18. Another legitimate use is to change the video into a format chosen by its owner, or to "space-shift" it to a more convenient physical location.  The owner of a music CD is free under the copyright laws to copy it onto a tape cassette to play it in her car (both a format-shift from digital CD to analog tape, and a space-shift from her home to her car).  The owner of a DVD is also free under the copyright laws to copy it onto another medium or location of their choice.  For example, she could extract from a DVD a 10-second clip of a postman delivering a letter, convert it into a file format that her web browser can play, and a size that fits in a small corner of her screen, and cause her computer to display the clip whenever she get a new email message.  The software tools to do this today on Linux are not readily available, or are too hard for an ordinary person to use, but the Linux development community is actively working on improving them, and the software at issue in this case is a key component.  Just as the Supreme Court recognized the legitimacy of time-shifting by VCR users who wished to watch a TV show at a more convenient time, format-shifting or space-shifting for the convenience of the user is also recognized as legitimate.

19. Due to the enormous file size, making a verbatim copy of a DVD is impossible in essentially all removable media commonly available today on personal computers.  A DVD disc holds an enormous amount of information; this large capacity is the main reason that the format was invented and deployed.  A DVD disc can hold 5.2 gigabytes, while common personal computer writeable media can only hold 1 gigabyte (Jaz drives).  Even the non-removable hard drives commonly available in PCs can only hold 5, 10, or 18 gigabytes.  This means that if a user wished to make a full copy of a DVD disc on their computer, the only place they could put it would be on their hard drive, which would only hold four such movies at most.  They would have no way to make copies for friends, or to send the copies over the Internet (uploading a single gigabyte over a 56K modem would take more than 40 hours).  The sheer bulk of the material means that technical means to "pirate" it are not commonly available, nor practical.

20. The DVD-RAM medium is a niche medium which stores 4.7 gigabytes on a writeable, removable medium, but blank recordable media are more expensive than buying pre-recorded DVDs.  There would be no incentive to copy a $15 DVD onto a $25 blank DVD-RAM rather than buying a second copy at $15.  Also, DVD-RAM media, despite their confusing name, cannot be played back on ordinary DVD drives.  Most computer buyers are waiting until a truly DVD-compatible recordable format comes out, rather than buy an expensive drive that will write on media which will go obsolete in a few years.  There is little point in writing your backup copies on a medium for which you won't be able to buy a new drive after your current drive breaks.

==============================

• [Stated problem 1] Starting at the beginning of the rows and ending at the line containing "0, 0, 120, 68", swap every "night-vision image" for "infrared image" and keep everything else the same. Leave the pictures out of your reply.

==============================

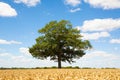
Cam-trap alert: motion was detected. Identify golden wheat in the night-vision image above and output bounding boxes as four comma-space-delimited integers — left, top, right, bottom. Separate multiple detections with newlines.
0, 69, 120, 80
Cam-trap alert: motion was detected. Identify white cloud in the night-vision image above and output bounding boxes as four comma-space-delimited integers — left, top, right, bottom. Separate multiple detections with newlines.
81, 18, 120, 31
19, 47, 30, 55
84, 51, 119, 59
0, 53, 12, 57
0, 39, 22, 44
0, 2, 17, 17
81, 32, 110, 40
65, 0, 81, 7
84, 0, 120, 9
14, 0, 41, 7
110, 39, 120, 44
70, 8, 80, 13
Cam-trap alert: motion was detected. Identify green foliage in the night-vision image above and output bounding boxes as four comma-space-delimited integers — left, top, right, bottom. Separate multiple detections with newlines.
29, 20, 92, 67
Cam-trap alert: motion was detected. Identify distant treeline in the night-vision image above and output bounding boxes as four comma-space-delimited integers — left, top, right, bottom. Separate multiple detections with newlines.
0, 66, 118, 70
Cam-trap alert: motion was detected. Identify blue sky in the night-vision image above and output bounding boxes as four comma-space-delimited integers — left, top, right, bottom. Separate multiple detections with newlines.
0, 0, 120, 68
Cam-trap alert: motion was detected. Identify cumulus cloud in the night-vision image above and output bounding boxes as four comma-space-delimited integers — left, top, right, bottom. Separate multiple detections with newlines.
14, 0, 41, 7
70, 8, 80, 13
19, 47, 30, 55
80, 18, 120, 31
84, 0, 120, 9
65, 0, 81, 7
110, 39, 120, 44
84, 51, 119, 59
81, 32, 110, 40
0, 39, 22, 44
0, 2, 17, 17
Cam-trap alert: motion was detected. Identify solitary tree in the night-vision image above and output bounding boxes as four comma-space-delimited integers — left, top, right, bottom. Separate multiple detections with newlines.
29, 20, 92, 68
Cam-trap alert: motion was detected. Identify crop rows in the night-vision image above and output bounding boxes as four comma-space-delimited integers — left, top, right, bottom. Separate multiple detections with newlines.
0, 69, 120, 80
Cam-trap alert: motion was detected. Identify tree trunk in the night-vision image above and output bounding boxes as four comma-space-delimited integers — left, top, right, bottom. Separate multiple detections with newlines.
58, 53, 61, 69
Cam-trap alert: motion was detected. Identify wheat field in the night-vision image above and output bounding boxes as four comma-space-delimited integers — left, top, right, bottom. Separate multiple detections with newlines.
0, 69, 120, 80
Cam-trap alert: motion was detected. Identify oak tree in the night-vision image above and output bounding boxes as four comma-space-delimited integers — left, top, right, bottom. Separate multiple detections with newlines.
29, 20, 92, 68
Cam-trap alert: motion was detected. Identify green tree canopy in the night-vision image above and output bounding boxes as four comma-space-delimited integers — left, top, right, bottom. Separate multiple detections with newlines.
29, 20, 92, 68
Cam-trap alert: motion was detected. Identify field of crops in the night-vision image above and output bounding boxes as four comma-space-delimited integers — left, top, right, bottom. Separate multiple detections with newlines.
0, 69, 120, 80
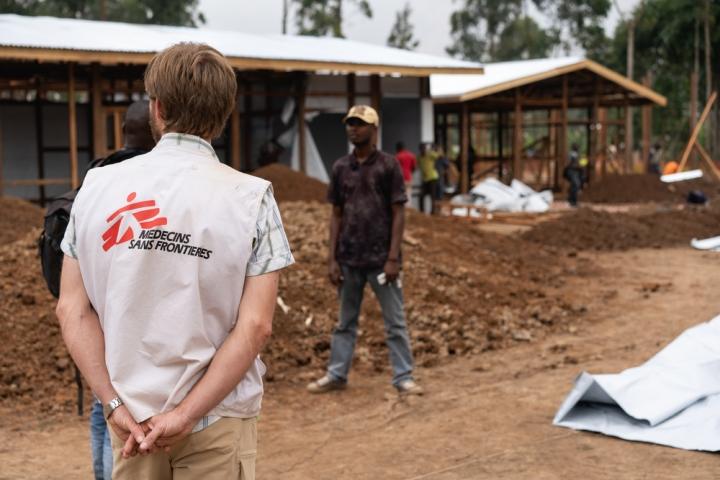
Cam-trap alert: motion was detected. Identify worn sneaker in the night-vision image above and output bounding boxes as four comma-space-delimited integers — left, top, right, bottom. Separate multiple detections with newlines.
307, 375, 347, 393
395, 379, 424, 395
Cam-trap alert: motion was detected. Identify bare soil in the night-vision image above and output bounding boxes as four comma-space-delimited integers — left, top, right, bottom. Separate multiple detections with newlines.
0, 248, 720, 480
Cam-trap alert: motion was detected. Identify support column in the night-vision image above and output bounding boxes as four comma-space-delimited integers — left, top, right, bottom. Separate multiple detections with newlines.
513, 88, 523, 181
460, 102, 470, 193
624, 93, 633, 173
598, 108, 607, 178
230, 96, 242, 171
297, 72, 307, 174
496, 111, 505, 180
641, 73, 652, 172
68, 63, 80, 188
91, 63, 106, 158
345, 73, 355, 110
35, 78, 45, 205
555, 75, 569, 188
370, 75, 383, 149
240, 82, 253, 171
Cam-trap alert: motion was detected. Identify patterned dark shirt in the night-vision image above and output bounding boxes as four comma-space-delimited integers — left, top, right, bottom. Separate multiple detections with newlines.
328, 150, 407, 268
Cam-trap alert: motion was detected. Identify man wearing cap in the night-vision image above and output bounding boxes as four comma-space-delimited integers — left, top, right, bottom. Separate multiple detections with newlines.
307, 105, 422, 394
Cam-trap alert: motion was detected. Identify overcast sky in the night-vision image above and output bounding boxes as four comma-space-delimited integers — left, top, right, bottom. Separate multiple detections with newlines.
199, 0, 639, 55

==============================

• [Stated problem 2] From the passage on copying DVDs, pull out the words starting at "20. The DVD-RAM" and ending at "current drive breaks.", with no changes.

• [Correct response 1]
Cam-trap alert: motion was detected. Identify golden wheat in the infrared image above and output bounding boxes as four comma-space-delimited integers — left, top, right, bottom. Separate multiple detections with newlines.
0, 69, 120, 80
Cam-trap alert: motion was detected. Identify white cloud in the infrared image above and output bounding boxes as four comma-space-delimited integers — left, top, right, bottom. Separate multiple detections with newlines.
81, 18, 120, 31
19, 47, 30, 55
84, 51, 119, 59
0, 53, 12, 57
0, 39, 22, 44
0, 2, 17, 17
81, 32, 110, 40
65, 0, 81, 7
84, 0, 120, 9
14, 0, 41, 7
110, 39, 120, 44
70, 8, 80, 13
Cam-trap alert: motion was detected. Identify green foliage in the infrared image above and output bounding boxes as four comma-space-delimited integers — left, top, right, bottom. Separate multiple detections with newlines.
29, 20, 92, 67
Cam-trap alert: motion was detected. Identify distant treeline in the infrared image above and output bounding boxes as four comma-space-delimited integers — left, top, right, bottom. Separate multiple detections with newlines.
0, 66, 118, 70
Cam-trap alert: motion was detected. Identify blue sky in the infrared image above and output bounding boxes as four comma-space-delimited integers — left, top, right, bottom. Separate multiple detections with newlines.
0, 0, 120, 68

• [Correct response 2]
20. The DVD-RAM medium is a niche medium which stores 4.7 gigabytes on a writeable, removable medium, but blank recordable media are more expensive than buying pre-recorded DVDs.  There would be no incentive to copy a $15 DVD onto a $25 blank DVD-RAM rather than buying a second copy at $15.  Also, DVD-RAM media, despite their confusing name, cannot be played back on ordinary DVD drives.  Most computer buyers are waiting until a truly DVD-compatible recordable format comes out, rather than buy an expensive drive that will write on media which will go obsolete in a few years.  There is little point in writing your backup copies on a medium for which you won't be able to buy a new drive after your current drive breaks.